_Assignment:_ From the biography of Frank Silver, set down everything from "Early in Silver's" down to "Hospital at age 67.", word for word.

= Frank Silver =

American songwriter, drummer (1892–1960)

Frank Silverstadt (September 8, 1892 – June 14, 1960), better known by his stage name Frank Silver, was an American songwriter, jazz drummer and vaudeville performer. He was best known for co-writing and co-composing the popular song "Yes! We Have No Bananas" in 1923 with Irving Cohn. He wrote at least 75 songs in his career.

Born in Boston, Silver grew up on the lower East Side of Manhattan. He began playing drums in a Bowery music hall's orchestra when he was 15.

Early in Silver's career, he conducted orchestras in vaudeville houses and was a drummer in Loew's Metropolitan Theatre's orchestra. After those jobs, he toured with his own 12-piece band, playing one-night stands. He also performed with the Hitchy-Koo traveling revue of Raymond Hitchcock and worked at the Brooklyn Academy of Music.

Other songs that Silver wrote included "Icky Wicky Woo" and "What Do We Get from Boston? (Beans, Beans, Beans)".

Silver was married twice, Dora Silverstadt (born Mandelbaum) and had two sons, Robert and Arthur; Victoria Silverstadt (born Martinkus) and had a son, Frank.

On June 14, 1960, Silver died of a cerebral hemorrhage in Brooklyn Jewish Hospital at age 67.

_Dataset entries:_
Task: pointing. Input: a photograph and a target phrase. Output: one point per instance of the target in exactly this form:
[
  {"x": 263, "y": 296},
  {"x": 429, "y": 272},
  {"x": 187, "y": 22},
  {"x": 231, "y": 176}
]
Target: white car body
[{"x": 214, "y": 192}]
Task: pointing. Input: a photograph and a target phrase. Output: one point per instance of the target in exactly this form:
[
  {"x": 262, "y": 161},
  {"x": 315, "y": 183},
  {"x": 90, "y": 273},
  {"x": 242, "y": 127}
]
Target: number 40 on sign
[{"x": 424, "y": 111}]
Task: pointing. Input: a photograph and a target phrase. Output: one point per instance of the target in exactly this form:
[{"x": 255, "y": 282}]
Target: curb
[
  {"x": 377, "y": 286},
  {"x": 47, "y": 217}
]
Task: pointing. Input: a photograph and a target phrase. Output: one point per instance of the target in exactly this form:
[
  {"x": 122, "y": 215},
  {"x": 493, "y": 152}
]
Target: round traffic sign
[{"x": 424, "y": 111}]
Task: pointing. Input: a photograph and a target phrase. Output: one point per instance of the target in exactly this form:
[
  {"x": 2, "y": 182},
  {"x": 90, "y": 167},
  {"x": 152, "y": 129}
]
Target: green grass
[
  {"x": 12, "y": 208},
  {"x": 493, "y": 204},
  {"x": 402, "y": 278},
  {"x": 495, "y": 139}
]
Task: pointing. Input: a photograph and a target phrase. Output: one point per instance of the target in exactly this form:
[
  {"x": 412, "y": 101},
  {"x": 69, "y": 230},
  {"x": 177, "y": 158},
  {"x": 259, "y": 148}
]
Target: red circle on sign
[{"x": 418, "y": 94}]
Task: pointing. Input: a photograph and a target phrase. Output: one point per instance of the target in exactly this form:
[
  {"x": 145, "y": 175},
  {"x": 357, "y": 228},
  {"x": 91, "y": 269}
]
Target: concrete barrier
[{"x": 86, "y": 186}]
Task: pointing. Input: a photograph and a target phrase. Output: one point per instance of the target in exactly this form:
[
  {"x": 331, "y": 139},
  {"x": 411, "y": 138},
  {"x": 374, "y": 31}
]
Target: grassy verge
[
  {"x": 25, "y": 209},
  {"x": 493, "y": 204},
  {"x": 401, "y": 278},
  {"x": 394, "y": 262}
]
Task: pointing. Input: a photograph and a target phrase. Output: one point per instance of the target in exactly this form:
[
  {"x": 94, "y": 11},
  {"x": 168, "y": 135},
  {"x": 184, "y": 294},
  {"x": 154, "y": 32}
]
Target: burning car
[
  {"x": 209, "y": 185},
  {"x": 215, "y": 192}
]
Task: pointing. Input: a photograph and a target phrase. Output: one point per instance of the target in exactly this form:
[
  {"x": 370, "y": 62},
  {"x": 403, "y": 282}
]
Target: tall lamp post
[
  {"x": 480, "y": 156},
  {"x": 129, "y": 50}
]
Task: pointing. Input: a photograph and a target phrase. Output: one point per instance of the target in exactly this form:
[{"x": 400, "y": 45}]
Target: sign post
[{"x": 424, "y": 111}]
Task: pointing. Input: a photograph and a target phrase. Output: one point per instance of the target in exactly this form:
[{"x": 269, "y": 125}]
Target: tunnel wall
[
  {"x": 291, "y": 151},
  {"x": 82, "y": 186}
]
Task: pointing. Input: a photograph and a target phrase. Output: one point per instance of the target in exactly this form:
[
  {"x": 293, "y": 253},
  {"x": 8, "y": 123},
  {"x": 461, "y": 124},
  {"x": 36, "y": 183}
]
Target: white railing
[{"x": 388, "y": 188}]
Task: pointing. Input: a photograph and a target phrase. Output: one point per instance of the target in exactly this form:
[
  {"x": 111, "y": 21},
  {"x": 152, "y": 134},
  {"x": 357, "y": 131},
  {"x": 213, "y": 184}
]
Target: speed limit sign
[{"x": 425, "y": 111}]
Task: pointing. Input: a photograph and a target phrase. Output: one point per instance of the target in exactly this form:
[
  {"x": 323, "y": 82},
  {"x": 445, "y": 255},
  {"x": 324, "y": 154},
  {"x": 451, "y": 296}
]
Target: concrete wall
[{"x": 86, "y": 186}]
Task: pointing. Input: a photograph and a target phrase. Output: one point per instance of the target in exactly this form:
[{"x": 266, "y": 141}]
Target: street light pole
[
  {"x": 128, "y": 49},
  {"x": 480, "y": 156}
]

_Result:_
Early in Silver's career, he conducted orchestras in vaudeville houses and was a drummer in Loew's Metropolitan Theatre's orchestra. After those jobs, he toured with his own 12-piece band, playing one-night stands. He also performed with the Hitchy-Koo traveling revue of Raymond Hitchcock and worked at the Brooklyn Academy of Music.

Other songs that Silver wrote included "Icky Wicky Woo" and "What Do We Get from Boston? (Beans, Beans, Beans)".

Silver was married twice, Dora Silverstadt (born Mandelbaum) and had two sons, Robert and Arthur; Victoria Silverstadt (born Martinkus) and had a son, Frank.

On June 14, 1960, Silver died of a cerebral hemorrhage in Brooklyn Jewish Hospital at age 67.